━━ Excerpted records ━━
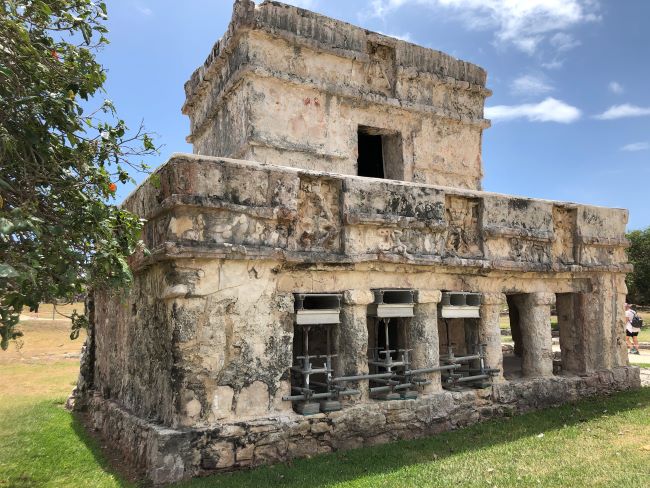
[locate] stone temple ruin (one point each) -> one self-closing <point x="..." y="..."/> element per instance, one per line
<point x="338" y="281"/>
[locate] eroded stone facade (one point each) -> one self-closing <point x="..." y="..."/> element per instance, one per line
<point x="190" y="370"/>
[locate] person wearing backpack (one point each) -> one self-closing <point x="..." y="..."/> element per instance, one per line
<point x="633" y="324"/>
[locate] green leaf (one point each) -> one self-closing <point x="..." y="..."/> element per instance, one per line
<point x="7" y="271"/>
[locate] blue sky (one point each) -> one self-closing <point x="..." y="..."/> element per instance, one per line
<point x="571" y="105"/>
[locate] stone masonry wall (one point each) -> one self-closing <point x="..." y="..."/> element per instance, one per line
<point x="171" y="455"/>
<point x="291" y="87"/>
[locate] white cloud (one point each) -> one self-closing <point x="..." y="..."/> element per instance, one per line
<point x="616" y="87"/>
<point x="530" y="85"/>
<point x="524" y="24"/>
<point x="564" y="42"/>
<point x="623" y="111"/>
<point x="303" y="3"/>
<point x="636" y="146"/>
<point x="555" y="64"/>
<point x="550" y="110"/>
<point x="144" y="10"/>
<point x="406" y="36"/>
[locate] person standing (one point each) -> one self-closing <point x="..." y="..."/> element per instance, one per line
<point x="631" y="332"/>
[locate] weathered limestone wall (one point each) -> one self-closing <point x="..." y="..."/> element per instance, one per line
<point x="203" y="342"/>
<point x="295" y="86"/>
<point x="135" y="348"/>
<point x="171" y="455"/>
<point x="213" y="306"/>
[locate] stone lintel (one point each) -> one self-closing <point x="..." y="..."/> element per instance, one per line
<point x="358" y="297"/>
<point x="492" y="298"/>
<point x="541" y="298"/>
<point x="429" y="296"/>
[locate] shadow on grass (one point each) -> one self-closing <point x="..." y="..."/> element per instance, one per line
<point x="108" y="460"/>
<point x="342" y="466"/>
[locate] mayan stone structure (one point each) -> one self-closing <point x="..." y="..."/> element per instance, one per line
<point x="326" y="272"/>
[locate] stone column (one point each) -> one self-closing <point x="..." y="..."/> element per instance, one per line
<point x="490" y="332"/>
<point x="423" y="337"/>
<point x="535" y="322"/>
<point x="572" y="344"/>
<point x="352" y="340"/>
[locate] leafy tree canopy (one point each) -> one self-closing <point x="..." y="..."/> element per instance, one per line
<point x="638" y="282"/>
<point x="60" y="163"/>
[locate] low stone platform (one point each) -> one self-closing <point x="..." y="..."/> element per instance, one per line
<point x="170" y="455"/>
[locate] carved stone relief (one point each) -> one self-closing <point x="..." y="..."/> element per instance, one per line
<point x="463" y="235"/>
<point x="381" y="71"/>
<point x="530" y="251"/>
<point x="319" y="226"/>
<point x="564" y="226"/>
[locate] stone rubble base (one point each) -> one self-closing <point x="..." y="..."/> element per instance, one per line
<point x="170" y="455"/>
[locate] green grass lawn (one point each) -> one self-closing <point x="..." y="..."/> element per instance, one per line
<point x="595" y="443"/>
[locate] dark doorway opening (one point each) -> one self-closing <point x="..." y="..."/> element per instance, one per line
<point x="371" y="156"/>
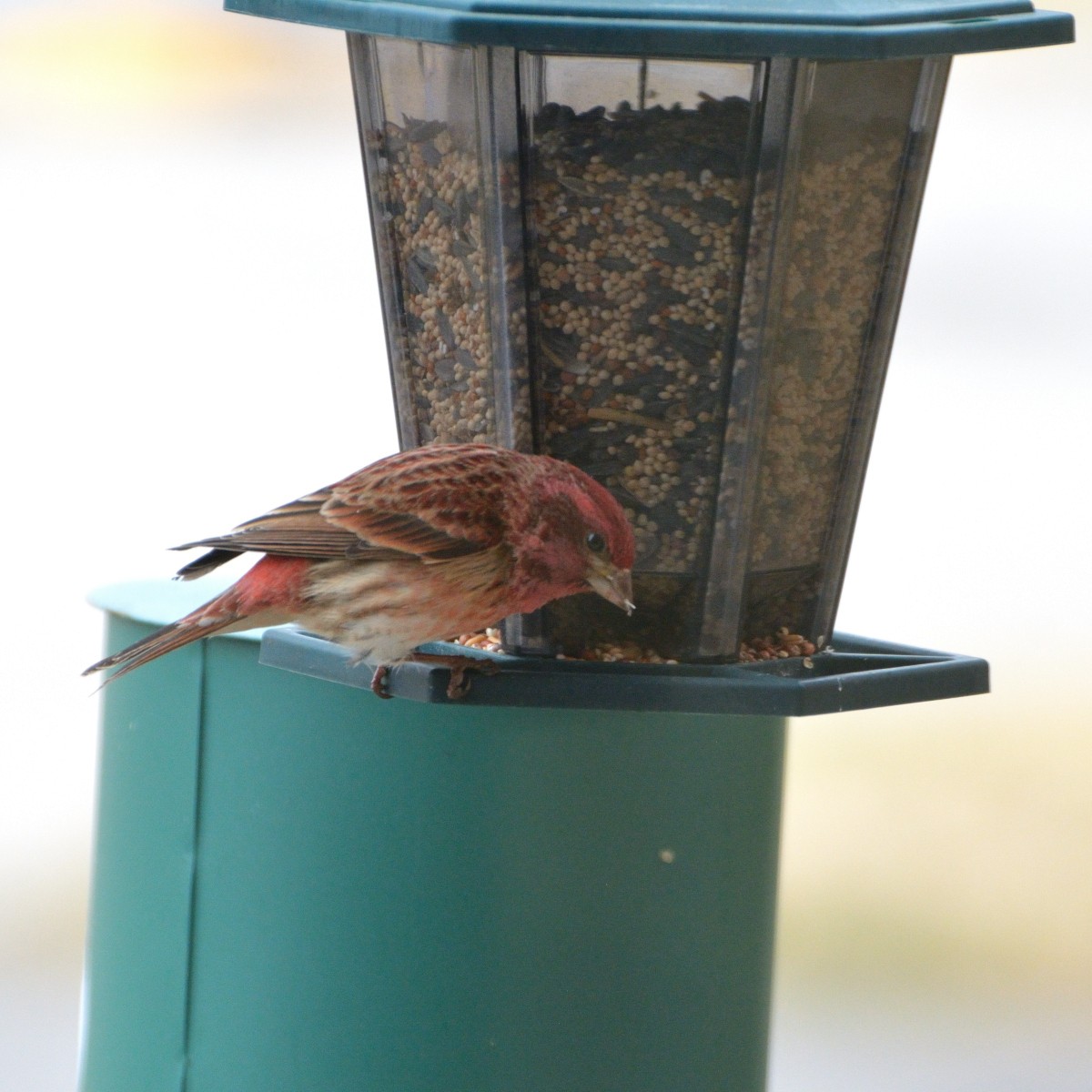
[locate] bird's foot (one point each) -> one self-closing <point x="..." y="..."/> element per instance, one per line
<point x="379" y="682"/>
<point x="459" y="685"/>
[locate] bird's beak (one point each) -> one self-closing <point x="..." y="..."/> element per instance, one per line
<point x="614" y="584"/>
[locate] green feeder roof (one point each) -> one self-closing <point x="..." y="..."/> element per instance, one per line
<point x="727" y="28"/>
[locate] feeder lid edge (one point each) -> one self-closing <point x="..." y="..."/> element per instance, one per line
<point x="845" y="30"/>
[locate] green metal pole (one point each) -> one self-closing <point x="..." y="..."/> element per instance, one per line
<point x="298" y="885"/>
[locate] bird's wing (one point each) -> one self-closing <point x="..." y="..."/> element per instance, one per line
<point x="294" y="530"/>
<point x="436" y="502"/>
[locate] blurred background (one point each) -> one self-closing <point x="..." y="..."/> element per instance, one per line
<point x="190" y="334"/>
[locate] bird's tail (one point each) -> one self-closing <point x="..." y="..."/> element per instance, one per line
<point x="266" y="595"/>
<point x="205" y="622"/>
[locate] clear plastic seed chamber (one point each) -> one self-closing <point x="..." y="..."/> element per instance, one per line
<point x="681" y="276"/>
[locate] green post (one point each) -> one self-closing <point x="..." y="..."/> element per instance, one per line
<point x="398" y="896"/>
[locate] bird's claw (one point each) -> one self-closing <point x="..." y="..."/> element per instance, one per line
<point x="459" y="685"/>
<point x="379" y="682"/>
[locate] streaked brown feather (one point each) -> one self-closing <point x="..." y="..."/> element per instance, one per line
<point x="402" y="506"/>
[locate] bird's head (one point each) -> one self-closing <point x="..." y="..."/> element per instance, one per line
<point x="577" y="540"/>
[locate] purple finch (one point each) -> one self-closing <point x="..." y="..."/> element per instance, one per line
<point x="416" y="547"/>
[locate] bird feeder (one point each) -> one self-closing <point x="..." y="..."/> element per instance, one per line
<point x="666" y="243"/>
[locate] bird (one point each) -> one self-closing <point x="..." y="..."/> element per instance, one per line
<point x="420" y="546"/>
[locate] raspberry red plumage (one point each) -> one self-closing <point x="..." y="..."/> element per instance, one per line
<point x="416" y="547"/>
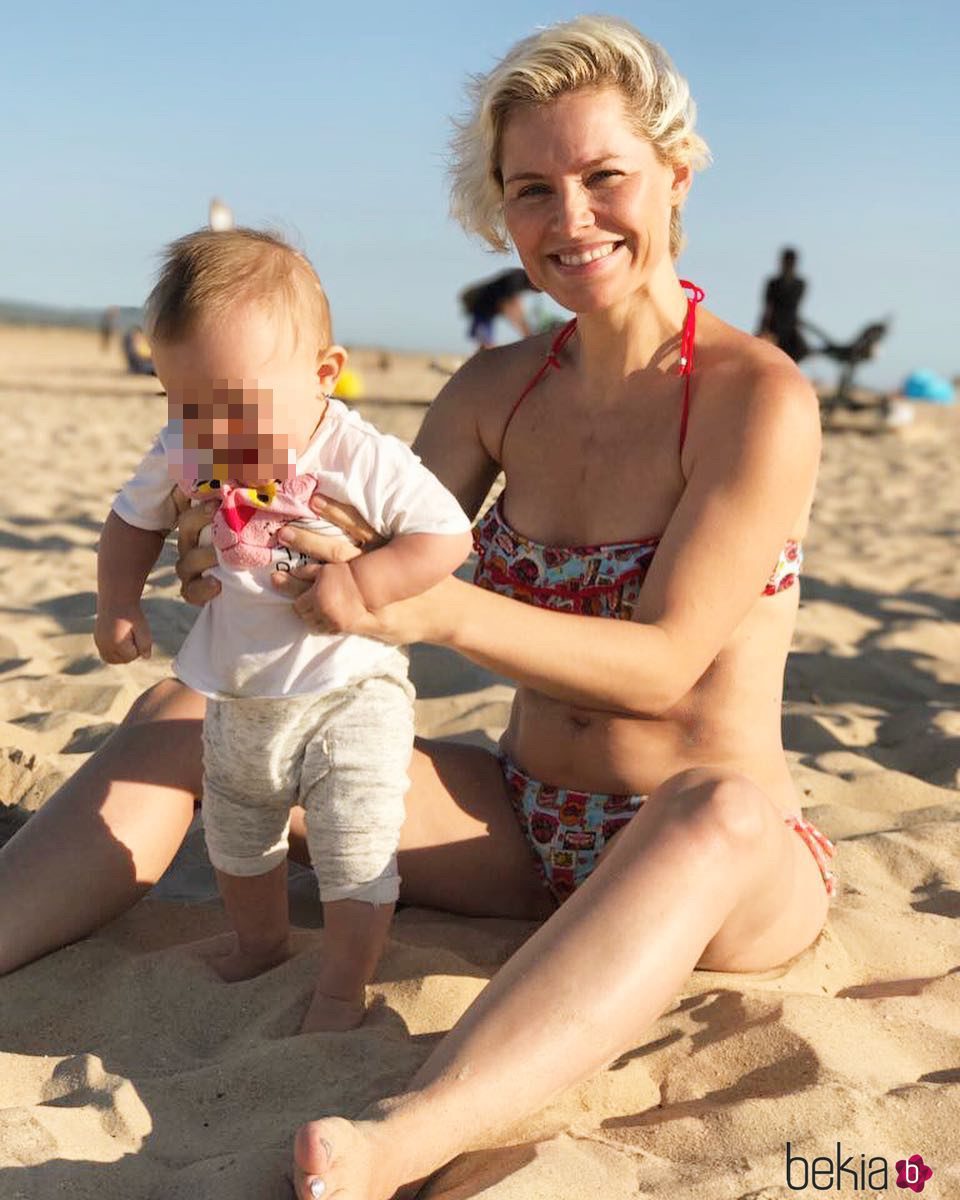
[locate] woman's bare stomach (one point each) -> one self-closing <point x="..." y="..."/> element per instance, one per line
<point x="606" y="753"/>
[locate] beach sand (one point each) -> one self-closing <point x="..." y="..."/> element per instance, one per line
<point x="129" y="1071"/>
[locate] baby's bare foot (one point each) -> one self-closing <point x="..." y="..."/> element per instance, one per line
<point x="233" y="961"/>
<point x="351" y="1161"/>
<point x="333" y="1014"/>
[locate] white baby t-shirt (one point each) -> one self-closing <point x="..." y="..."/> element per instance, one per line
<point x="249" y="641"/>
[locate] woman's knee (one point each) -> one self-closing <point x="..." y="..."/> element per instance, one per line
<point x="718" y="805"/>
<point x="167" y="700"/>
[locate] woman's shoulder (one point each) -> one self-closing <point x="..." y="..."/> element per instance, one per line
━━━
• _What the task asks_
Rewrite the lines above from the one with "[locate] woman's knee" through the last line of the items, both included and requests kept, adding -85 to every x and y coordinate in the answers.

• _The result_
[locate] woman's knee (one point each) -> one self-closing <point x="..." y="..."/> element per instance, one per line
<point x="633" y="720"/>
<point x="82" y="615"/>
[locate] woman's shoulder (one point each) -> one self-closing <point x="..." y="..."/> element per instance, one per line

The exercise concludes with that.